(Location identification items)

......

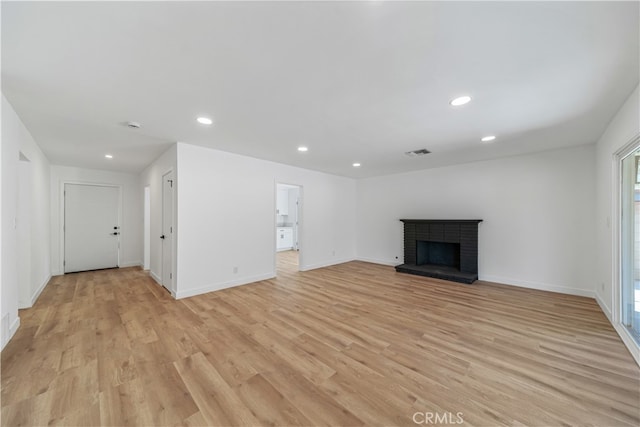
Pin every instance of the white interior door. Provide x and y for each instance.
(91, 229)
(167, 230)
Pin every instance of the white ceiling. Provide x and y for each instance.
(353, 81)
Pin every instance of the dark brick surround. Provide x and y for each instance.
(460, 232)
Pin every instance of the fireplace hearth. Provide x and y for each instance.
(444, 249)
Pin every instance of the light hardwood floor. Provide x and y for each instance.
(349, 345)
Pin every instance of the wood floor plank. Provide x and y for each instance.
(349, 345)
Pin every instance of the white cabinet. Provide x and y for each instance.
(284, 238)
(282, 202)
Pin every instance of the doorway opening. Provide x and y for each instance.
(288, 225)
(23, 227)
(630, 243)
(146, 263)
(91, 227)
(168, 188)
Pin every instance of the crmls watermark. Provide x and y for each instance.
(438, 418)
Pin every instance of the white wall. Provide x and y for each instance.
(15, 139)
(537, 212)
(152, 177)
(13, 132)
(624, 126)
(226, 214)
(131, 228)
(40, 217)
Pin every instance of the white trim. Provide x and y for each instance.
(174, 230)
(628, 341)
(38, 291)
(540, 286)
(378, 261)
(606, 310)
(13, 328)
(130, 264)
(325, 264)
(224, 285)
(616, 264)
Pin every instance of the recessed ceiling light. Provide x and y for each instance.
(204, 120)
(461, 100)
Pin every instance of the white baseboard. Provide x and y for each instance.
(325, 264)
(628, 341)
(224, 285)
(130, 264)
(13, 328)
(606, 310)
(155, 277)
(38, 291)
(379, 261)
(540, 286)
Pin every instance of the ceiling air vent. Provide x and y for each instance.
(415, 153)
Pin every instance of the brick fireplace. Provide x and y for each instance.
(444, 249)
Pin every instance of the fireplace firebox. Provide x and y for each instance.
(444, 249)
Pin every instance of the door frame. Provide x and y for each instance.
(62, 238)
(300, 223)
(172, 286)
(616, 280)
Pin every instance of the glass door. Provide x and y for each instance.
(630, 243)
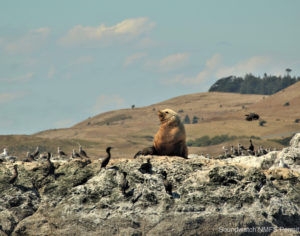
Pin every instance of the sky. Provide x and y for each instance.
(62, 62)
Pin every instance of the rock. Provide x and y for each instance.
(295, 141)
(209, 197)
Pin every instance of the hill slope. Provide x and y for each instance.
(129, 130)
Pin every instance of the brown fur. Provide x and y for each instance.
(170, 140)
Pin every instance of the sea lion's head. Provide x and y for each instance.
(167, 115)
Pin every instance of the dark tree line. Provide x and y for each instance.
(250, 84)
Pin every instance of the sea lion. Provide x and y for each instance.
(170, 140)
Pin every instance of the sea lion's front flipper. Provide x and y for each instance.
(146, 151)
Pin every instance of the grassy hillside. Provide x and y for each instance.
(129, 130)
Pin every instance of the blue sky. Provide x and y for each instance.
(64, 61)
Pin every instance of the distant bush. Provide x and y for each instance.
(186, 120)
(262, 122)
(195, 120)
(111, 120)
(250, 84)
(206, 141)
(284, 141)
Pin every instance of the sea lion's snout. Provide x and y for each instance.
(161, 115)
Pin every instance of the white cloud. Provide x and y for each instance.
(82, 60)
(210, 68)
(103, 35)
(108, 102)
(63, 123)
(174, 61)
(51, 72)
(28, 42)
(146, 43)
(255, 64)
(214, 69)
(8, 97)
(133, 58)
(21, 78)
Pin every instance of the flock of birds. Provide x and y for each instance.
(144, 168)
(240, 150)
(50, 167)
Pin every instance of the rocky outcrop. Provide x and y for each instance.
(234, 196)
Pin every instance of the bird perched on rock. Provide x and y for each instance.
(60, 152)
(106, 159)
(29, 157)
(251, 147)
(146, 167)
(282, 164)
(234, 151)
(82, 152)
(13, 179)
(4, 153)
(167, 183)
(50, 166)
(252, 116)
(36, 153)
(124, 183)
(75, 154)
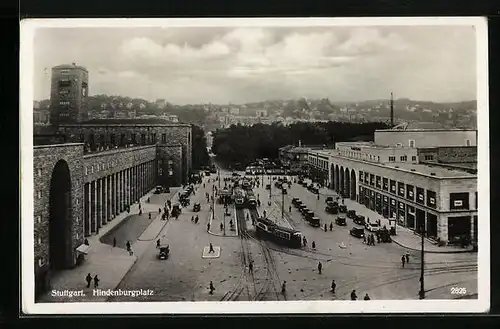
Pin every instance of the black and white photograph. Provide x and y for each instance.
(213, 166)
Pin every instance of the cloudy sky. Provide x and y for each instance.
(227, 64)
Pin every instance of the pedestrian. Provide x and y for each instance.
(211, 287)
(88, 278)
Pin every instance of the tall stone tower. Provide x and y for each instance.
(69, 94)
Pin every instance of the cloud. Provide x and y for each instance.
(221, 65)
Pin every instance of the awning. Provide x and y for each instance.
(84, 249)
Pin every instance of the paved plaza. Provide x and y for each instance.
(186, 274)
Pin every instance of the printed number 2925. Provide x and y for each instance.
(458, 290)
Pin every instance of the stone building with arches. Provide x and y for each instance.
(391, 180)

......

## EXERCISE PROMPT
Rewrite the records starting at the line containing "Pin every instance of the distant" and ending at the last line of the records, keeping the requests, but shift every x and y coordinate in the answers by -115. Leave the pictures out of your answer.

## WRITTEN SOLUTION
Pin every instance of the distant bush. Provide x and y for each instance.
(71, 5)
(147, 7)
(80, 5)
(-4, 5)
(135, -31)
(91, 26)
(169, 26)
Pin every instance of the sea lion's snout. Provide x and y for each instance.
(46, 0)
Pin every instance of the white cloud. Provide x and y for each instance.
(-33, -55)
(95, -47)
(-12, -80)
(-7, -13)
(-52, 8)
(59, -54)
(-64, -43)
(-87, -73)
(31, -72)
(140, -51)
(99, -46)
(-107, -18)
(18, -57)
(-94, -37)
Pin every instance of the flock of birds. Provide x and y for each instance.
(29, 53)
(125, 35)
(-65, 52)
Pin every instance of the rocky outcrop. Provide x and y for each instance.
(119, 81)
Pin every instance of the bird perched on rock. Provide x and y for each instance.
(-55, 37)
(-9, 44)
(-86, 42)
(136, 32)
(31, 52)
(167, 49)
(119, 36)
(-33, 37)
(-102, 64)
(-111, 38)
(52, 68)
(-65, 51)
(137, 1)
(-79, 38)
(9, 68)
(-40, 39)
Pin every instance of the black and white photograph. Provide x and y for each instance.
(98, 51)
Pin every instance of the cloudy sky. Provide x and y for each instance.
(112, -51)
Pin every instance of the pedestrian. Provide x and y for each instance.
(96, 172)
(-27, 163)
Pin every instance of the tall stone tower. Provide x and y for each instance.
(-46, -21)
Pin every instance of the cloud. Provide x and y for each instance.
(106, -50)
Pin every instance of the awning. Provide x and y for each instance.
(-31, 134)
Pin every instance of the paved plaza. Provide x and y for each instance.
(71, 159)
Pin every instance of the printed number 2925. Provide x and y for each instance.
(343, 175)
Pin every instance of the stone building with arches. Provide x and y for each instance.
(276, 65)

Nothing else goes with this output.